* **Goal**: Copy the lines from the one containing "# Outline the region of every instance of the bulletin" through the one containing "MULTIPOLYGON (((30 214, 30", inclusive, reproducing them exactly.

Start

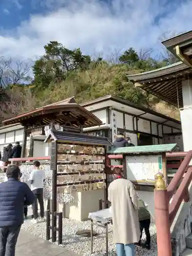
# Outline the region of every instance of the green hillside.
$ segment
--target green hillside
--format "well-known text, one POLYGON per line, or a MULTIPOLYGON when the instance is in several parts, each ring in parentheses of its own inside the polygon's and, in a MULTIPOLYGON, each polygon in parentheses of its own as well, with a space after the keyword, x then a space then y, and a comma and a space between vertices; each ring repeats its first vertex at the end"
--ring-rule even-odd
MULTIPOLYGON (((0 77, 0 120, 74 95, 81 103, 109 94, 179 118, 176 108, 135 88, 126 77, 165 66, 166 59, 156 60, 147 54, 141 56, 133 48, 117 61, 92 59, 79 49, 71 50, 56 41, 44 48, 45 54, 32 66, 33 79, 28 76, 30 67, 22 63, 20 73, 9 74, 11 78, 15 76, 12 79, 0 77)), ((5 74, 10 71, 8 67, 5 74)))

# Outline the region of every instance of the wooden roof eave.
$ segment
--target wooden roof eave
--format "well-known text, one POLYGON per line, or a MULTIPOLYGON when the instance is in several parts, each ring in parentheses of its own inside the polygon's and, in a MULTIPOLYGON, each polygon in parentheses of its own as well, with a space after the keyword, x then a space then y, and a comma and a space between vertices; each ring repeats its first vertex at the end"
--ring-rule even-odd
POLYGON ((13 117, 3 121, 4 125, 10 123, 22 123, 22 121, 29 119, 32 117, 41 116, 47 114, 56 112, 57 111, 63 109, 65 111, 69 111, 73 112, 76 112, 79 115, 84 116, 88 120, 92 123, 92 125, 100 125, 102 123, 101 120, 98 118, 93 113, 76 103, 69 103, 65 105, 52 105, 42 107, 32 111, 20 115, 17 117, 13 117))
POLYGON ((179 61, 174 64, 147 72, 126 76, 126 77, 130 81, 133 83, 139 82, 141 81, 142 82, 144 81, 149 81, 150 80, 154 80, 156 78, 160 78, 161 77, 162 79, 163 80, 165 76, 167 77, 168 75, 174 74, 185 70, 190 69, 190 68, 186 64, 179 61))

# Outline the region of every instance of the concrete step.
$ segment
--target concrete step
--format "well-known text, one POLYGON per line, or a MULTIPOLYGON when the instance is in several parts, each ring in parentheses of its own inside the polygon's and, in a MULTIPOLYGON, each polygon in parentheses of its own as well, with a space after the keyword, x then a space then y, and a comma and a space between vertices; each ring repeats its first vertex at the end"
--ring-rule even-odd
POLYGON ((192 256, 192 249, 187 248, 180 253, 180 256, 192 256))
POLYGON ((192 249, 192 233, 186 238, 186 247, 192 249))

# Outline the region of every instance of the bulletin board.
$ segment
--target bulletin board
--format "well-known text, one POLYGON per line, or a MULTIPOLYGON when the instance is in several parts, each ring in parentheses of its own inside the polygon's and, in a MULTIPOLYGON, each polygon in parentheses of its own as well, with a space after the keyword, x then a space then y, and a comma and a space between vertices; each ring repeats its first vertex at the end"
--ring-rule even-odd
POLYGON ((126 156, 126 177, 131 181, 154 182, 157 173, 163 173, 161 155, 126 156))

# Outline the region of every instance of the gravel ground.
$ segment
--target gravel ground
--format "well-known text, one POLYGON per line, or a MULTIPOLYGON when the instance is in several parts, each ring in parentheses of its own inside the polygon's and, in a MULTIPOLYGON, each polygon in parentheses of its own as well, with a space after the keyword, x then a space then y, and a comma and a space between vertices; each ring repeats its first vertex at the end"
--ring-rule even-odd
MULTIPOLYGON (((30 214, 30 211, 29 210, 29 212, 30 214)), ((46 239, 45 222, 39 222, 37 224, 34 224, 29 219, 25 221, 22 228, 35 236, 46 239)), ((90 228, 90 223, 89 221, 80 222, 64 219, 63 220, 63 244, 61 246, 81 256, 90 255, 90 238, 80 237, 75 234, 77 230, 89 229, 90 228)), ((94 226, 94 229, 98 234, 93 238, 93 253, 91 255, 92 256, 104 256, 105 255, 105 229, 96 226, 94 226)), ((111 225, 109 226, 109 256, 116 256, 111 225)), ((154 224, 151 224, 150 233, 152 237, 151 250, 148 250, 137 246, 136 256, 157 255, 156 230, 154 224)), ((144 233, 142 239, 145 239, 144 233)))

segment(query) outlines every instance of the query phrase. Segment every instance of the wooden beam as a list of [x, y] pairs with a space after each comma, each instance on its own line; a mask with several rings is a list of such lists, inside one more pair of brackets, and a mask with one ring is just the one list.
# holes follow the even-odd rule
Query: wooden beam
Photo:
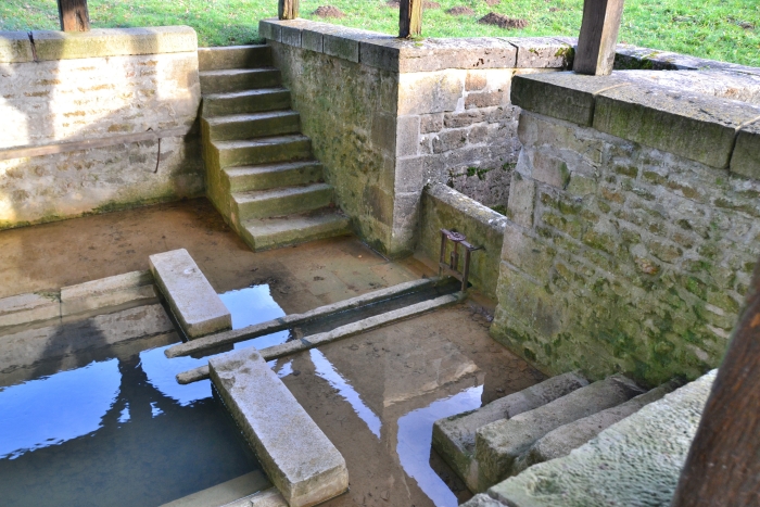
[[671, 507], [760, 505], [760, 263]]
[[419, 37], [422, 33], [422, 0], [401, 0], [398, 37]]
[[280, 20], [295, 20], [299, 17], [300, 0], [279, 0], [277, 4], [277, 16]]
[[624, 0], [584, 0], [573, 71], [608, 76], [615, 64]]
[[58, 14], [63, 31], [88, 31], [90, 29], [87, 0], [58, 0]]

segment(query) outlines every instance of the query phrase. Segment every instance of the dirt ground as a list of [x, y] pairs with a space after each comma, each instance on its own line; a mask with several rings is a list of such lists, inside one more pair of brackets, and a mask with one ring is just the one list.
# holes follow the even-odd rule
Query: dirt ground
[[[217, 292], [268, 283], [304, 312], [433, 272], [389, 262], [353, 237], [253, 253], [206, 200], [0, 231], [0, 297], [147, 269], [185, 248]], [[457, 505], [470, 494], [431, 451], [432, 421], [543, 379], [487, 333], [493, 303], [457, 306], [280, 359], [284, 383], [349, 466], [326, 505]]]

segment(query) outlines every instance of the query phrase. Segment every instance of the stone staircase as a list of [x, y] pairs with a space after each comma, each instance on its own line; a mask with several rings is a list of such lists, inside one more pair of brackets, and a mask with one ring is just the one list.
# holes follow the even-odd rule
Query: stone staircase
[[350, 233], [268, 46], [198, 51], [207, 195], [254, 251]]
[[620, 375], [594, 383], [577, 372], [560, 375], [438, 420], [433, 447], [473, 493], [484, 492], [532, 465], [569, 454], [679, 385], [647, 392]]

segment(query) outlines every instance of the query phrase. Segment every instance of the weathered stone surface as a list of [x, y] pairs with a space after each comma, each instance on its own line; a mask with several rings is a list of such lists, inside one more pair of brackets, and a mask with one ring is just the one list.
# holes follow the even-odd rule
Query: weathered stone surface
[[759, 117], [760, 106], [636, 85], [597, 94], [594, 128], [725, 168], [736, 129]]
[[549, 431], [642, 393], [631, 380], [612, 376], [539, 408], [480, 428], [476, 433], [474, 452], [479, 474], [477, 491], [482, 492], [512, 476], [516, 459]]
[[61, 289], [61, 315], [117, 306], [151, 303], [157, 294], [150, 271], [132, 271]]
[[539, 439], [530, 449], [516, 460], [516, 472], [519, 473], [537, 462], [567, 456], [572, 449], [596, 438], [610, 426], [635, 414], [642, 407], [660, 400], [666, 394], [675, 391], [682, 384], [683, 382], [677, 380], [667, 382], [625, 403], [621, 403], [617, 407], [601, 410], [593, 416], [584, 417], [550, 431]]
[[221, 398], [291, 507], [349, 487], [345, 460], [254, 348], [208, 362]]
[[61, 316], [56, 294], [20, 294], [0, 300], [0, 328]]
[[433, 424], [433, 448], [468, 487], [477, 490], [478, 462], [472, 457], [476, 432], [480, 428], [537, 408], [587, 384], [577, 373], [563, 373], [498, 398], [474, 411], [439, 419]]
[[0, 371], [8, 372], [77, 351], [173, 331], [174, 326], [164, 308], [161, 305], [149, 305], [77, 322], [5, 334], [0, 337], [0, 347], [3, 351]]
[[645, 406], [569, 456], [493, 486], [489, 495], [512, 507], [670, 505], [715, 371]]
[[574, 73], [541, 73], [515, 76], [511, 101], [523, 110], [590, 126], [595, 96], [630, 86], [616, 76], [583, 76]]
[[35, 60], [26, 31], [0, 31], [0, 63], [25, 63]]
[[94, 28], [89, 31], [31, 33], [37, 60], [72, 60], [136, 54], [195, 52], [198, 36], [189, 26]]
[[734, 174], [760, 180], [760, 122], [739, 130], [730, 169]]
[[189, 338], [232, 327], [229, 310], [187, 250], [154, 254], [149, 259], [161, 292]]

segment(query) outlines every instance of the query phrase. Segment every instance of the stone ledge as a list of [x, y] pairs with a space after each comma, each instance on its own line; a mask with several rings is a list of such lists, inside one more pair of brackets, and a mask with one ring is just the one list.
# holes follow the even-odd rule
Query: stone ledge
[[646, 73], [515, 76], [512, 103], [721, 169], [738, 129], [760, 118], [758, 105], [655, 85]]
[[33, 31], [38, 61], [198, 51], [189, 26], [99, 28], [90, 31]]
[[29, 34], [0, 31], [0, 63], [26, 63], [34, 60]]
[[[300, 33], [300, 34], [299, 34]], [[267, 40], [398, 73], [444, 68], [566, 68], [574, 39], [479, 37], [405, 40], [305, 20], [262, 20]]]

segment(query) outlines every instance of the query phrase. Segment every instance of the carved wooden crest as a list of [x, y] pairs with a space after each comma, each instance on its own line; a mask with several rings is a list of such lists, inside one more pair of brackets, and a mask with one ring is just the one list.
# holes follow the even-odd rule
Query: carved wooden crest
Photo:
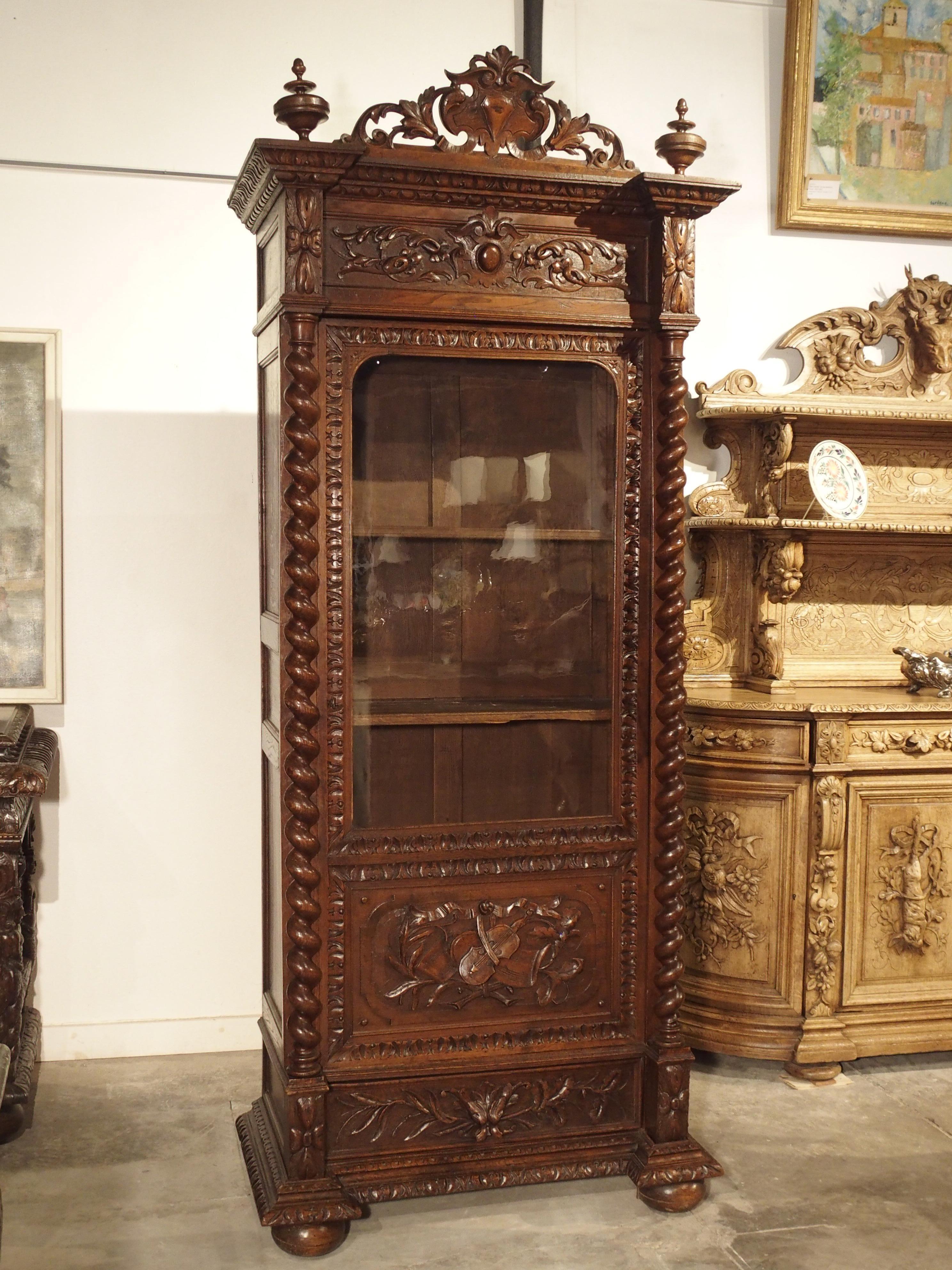
[[[360, 116], [341, 141], [364, 141], [392, 149], [396, 144], [428, 141], [444, 154], [468, 154], [480, 146], [487, 155], [545, 159], [552, 152], [584, 157], [593, 168], [623, 168], [622, 144], [611, 128], [572, 116], [565, 102], [546, 97], [552, 86], [533, 79], [528, 62], [500, 44], [471, 58], [467, 70], [447, 71], [448, 84], [428, 88], [415, 102], [382, 102]], [[367, 126], [396, 117], [390, 131]], [[595, 137], [593, 147], [585, 137]], [[462, 141], [451, 138], [463, 137]]]
[[[891, 337], [896, 352], [882, 364], [866, 349]], [[932, 273], [916, 278], [906, 268], [906, 286], [868, 309], [830, 309], [801, 321], [778, 342], [803, 358], [797, 378], [767, 394], [749, 371], [731, 371], [712, 387], [698, 384], [701, 404], [735, 411], [809, 410], [816, 398], [952, 399], [952, 284]], [[863, 406], [868, 411], [868, 405]]]

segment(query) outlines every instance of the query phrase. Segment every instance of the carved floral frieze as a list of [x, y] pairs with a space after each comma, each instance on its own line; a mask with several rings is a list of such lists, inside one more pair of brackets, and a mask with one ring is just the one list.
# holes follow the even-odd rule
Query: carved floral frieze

End

* **Written response**:
# Outline the region of every instance of the bulletin board.
$ segment
--target bulletin board
--format "well-known text, one POLYGON per line, or a MULTIPOLYGON when the instance is in several parts, each ring in parentheses of its own inside the polygon's and, in a MULTIPOLYGON, each polygon in parentheses of its own as well, with a space after the keyword, x then a space then y, and a comma and a space between vertices; each ring repeats its first vertex at the end"
--ring-rule even-odd
POLYGON ((126 156, 126 177, 131 181, 154 182, 157 173, 163 173, 161 155, 126 156))

# Outline the region of every instance of the gravel ground.
$ segment
--target gravel ground
--format "well-known text, one POLYGON per line, or a MULTIPOLYGON when the instance is in several parts, each ring in parentheses of its own inside the polygon's and, in a MULTIPOLYGON, each polygon in parentheses of its own as well, with a space after the keyword, x then a space then y, and a comma and a space between vertices; each ring repeats its first vertex at the end"
--ring-rule even-odd
MULTIPOLYGON (((30 214, 30 211, 29 210, 29 212, 30 214)), ((46 239, 45 222, 39 222, 37 224, 34 224, 29 219, 25 221, 22 228, 35 236, 46 239)), ((90 228, 90 223, 89 221, 80 222, 64 219, 63 220, 63 244, 61 246, 81 256, 90 255, 90 238, 80 237, 75 234, 77 230, 89 229, 90 228)), ((94 226, 94 229, 98 234, 93 238, 93 253, 91 255, 92 256, 104 256, 105 255, 105 229, 96 226, 94 226)), ((111 225, 109 226, 109 256, 116 256, 111 225)), ((154 224, 151 224, 150 233, 152 237, 151 250, 148 250, 137 246, 136 256, 157 255, 156 230, 154 224)), ((144 233, 142 239, 145 239, 144 233)))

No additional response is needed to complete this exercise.